## Data entries
☆ ☆ ☆ ☆ ☆ ☆ ☆

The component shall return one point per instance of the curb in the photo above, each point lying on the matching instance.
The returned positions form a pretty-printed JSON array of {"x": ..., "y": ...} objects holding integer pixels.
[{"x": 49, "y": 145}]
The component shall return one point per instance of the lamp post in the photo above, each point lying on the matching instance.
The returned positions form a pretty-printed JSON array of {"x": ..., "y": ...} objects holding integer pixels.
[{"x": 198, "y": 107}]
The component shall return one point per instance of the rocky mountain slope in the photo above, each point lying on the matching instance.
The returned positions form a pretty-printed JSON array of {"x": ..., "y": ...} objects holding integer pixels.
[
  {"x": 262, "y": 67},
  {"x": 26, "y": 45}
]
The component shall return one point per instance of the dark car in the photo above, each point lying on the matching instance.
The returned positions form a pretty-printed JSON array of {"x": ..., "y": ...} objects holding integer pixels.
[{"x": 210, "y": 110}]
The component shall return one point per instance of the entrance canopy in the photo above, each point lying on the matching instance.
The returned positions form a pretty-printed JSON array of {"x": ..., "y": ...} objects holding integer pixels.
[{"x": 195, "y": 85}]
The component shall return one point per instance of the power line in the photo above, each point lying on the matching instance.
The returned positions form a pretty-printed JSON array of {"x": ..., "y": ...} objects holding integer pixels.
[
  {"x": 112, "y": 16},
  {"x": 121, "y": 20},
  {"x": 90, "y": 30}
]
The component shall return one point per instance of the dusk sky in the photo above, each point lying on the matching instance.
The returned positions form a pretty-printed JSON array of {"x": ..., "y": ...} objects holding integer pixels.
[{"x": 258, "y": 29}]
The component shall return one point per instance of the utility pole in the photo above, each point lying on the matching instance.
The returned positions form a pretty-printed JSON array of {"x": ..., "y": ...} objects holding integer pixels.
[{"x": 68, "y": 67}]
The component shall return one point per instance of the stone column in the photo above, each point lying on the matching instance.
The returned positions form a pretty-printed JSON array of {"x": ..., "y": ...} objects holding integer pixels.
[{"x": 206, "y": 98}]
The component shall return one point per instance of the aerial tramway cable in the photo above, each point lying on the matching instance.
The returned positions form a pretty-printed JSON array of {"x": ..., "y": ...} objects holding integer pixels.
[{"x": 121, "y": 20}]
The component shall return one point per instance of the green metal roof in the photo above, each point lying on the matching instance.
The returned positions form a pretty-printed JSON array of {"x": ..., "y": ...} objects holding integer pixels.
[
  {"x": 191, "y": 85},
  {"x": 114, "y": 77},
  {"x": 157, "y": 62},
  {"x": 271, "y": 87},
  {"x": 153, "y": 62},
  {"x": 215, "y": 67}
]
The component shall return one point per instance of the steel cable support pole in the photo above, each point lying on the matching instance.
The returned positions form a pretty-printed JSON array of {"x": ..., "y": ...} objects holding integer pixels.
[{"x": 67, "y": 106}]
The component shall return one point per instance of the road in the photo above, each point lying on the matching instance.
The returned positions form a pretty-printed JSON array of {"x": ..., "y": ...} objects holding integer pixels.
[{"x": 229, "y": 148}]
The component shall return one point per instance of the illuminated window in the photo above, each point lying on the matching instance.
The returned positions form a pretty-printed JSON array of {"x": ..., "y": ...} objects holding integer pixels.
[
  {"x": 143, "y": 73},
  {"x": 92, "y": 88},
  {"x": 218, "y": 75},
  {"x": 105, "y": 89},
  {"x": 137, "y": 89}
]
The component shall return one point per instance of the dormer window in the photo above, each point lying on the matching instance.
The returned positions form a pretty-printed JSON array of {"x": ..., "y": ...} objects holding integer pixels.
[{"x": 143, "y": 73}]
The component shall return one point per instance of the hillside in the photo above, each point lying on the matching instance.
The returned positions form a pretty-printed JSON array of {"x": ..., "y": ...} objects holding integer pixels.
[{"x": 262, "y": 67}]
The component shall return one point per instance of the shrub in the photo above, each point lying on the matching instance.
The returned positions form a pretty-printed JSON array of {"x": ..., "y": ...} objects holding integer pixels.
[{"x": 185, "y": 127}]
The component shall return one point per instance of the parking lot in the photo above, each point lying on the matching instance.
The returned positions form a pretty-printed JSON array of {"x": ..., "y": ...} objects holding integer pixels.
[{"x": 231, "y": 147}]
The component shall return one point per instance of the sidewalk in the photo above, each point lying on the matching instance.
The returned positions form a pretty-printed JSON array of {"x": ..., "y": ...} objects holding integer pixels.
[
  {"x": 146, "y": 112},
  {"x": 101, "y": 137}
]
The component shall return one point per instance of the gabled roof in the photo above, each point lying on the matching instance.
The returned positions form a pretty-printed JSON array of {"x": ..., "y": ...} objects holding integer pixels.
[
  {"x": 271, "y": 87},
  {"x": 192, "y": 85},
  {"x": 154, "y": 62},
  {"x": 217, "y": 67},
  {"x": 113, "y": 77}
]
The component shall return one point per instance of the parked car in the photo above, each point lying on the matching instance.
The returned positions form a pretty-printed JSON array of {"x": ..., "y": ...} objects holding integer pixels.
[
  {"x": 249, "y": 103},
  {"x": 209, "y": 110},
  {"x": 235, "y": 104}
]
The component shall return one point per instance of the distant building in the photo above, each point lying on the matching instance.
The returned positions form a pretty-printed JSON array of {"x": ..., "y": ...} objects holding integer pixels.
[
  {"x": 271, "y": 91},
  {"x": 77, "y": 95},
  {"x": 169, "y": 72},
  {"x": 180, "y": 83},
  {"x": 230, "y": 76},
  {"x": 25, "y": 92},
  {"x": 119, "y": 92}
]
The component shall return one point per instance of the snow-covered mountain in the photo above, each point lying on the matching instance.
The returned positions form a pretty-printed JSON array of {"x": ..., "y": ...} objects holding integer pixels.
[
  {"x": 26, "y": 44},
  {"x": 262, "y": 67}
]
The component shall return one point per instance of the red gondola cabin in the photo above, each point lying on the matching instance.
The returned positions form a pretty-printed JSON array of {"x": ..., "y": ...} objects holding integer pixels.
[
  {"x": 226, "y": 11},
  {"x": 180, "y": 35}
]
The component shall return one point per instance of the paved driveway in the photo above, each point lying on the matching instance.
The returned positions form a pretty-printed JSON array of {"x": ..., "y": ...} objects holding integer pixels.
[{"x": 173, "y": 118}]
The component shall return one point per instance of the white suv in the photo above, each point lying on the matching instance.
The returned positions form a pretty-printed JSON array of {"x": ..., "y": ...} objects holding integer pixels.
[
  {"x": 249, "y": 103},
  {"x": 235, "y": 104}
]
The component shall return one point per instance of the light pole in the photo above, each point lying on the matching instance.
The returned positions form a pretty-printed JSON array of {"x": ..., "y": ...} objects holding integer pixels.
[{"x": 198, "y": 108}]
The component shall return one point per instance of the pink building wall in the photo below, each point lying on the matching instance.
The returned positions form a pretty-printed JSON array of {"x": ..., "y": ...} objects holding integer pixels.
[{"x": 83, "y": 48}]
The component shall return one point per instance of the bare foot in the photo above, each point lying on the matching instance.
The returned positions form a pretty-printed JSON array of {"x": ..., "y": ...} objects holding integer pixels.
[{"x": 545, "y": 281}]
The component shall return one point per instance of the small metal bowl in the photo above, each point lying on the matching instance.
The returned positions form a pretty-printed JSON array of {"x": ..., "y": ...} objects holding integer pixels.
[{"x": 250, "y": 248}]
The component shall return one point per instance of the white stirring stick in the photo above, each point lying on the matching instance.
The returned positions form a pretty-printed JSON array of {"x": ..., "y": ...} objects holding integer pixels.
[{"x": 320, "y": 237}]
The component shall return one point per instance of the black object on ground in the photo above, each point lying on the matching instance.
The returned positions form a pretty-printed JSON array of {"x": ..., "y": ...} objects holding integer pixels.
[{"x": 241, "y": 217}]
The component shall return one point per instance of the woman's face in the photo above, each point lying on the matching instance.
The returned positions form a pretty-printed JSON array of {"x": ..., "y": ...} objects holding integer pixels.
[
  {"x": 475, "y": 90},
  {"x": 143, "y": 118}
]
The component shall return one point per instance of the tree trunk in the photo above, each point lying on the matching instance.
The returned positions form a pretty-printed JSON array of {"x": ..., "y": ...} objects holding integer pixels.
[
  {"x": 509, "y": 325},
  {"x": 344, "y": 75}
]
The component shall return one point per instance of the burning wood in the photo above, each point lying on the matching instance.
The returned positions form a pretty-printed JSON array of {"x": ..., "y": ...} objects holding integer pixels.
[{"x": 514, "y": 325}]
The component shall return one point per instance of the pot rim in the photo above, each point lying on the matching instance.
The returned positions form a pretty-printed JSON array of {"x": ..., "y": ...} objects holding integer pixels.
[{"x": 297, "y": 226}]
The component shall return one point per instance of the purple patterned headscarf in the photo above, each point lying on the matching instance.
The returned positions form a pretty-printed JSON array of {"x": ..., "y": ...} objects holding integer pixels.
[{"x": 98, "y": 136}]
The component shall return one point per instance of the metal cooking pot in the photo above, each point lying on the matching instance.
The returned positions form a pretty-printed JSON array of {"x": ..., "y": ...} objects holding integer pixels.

☆ ☆ ☆ ☆ ☆ ☆ ☆

## Requirements
Would you quote, exactly and only, the lines from the one containing "The component shall return one point per instance of the purple" to the end of the entries?

## Answer to the problem
The component shall return one point per instance of the purple patterned headscarf in the photo above, each point lying on the matching instance.
The returned positions form a pretty-printed JSON array of {"x": ..., "y": ...} objects holding integer pixels.
[{"x": 98, "y": 136}]
The component shall return one point per instance of the metal cooking pot in the photo above, each point lying on the matching instance.
The returned positions form a pretty-printed JSON array of {"x": ..., "y": ...} objects holding integer pixels.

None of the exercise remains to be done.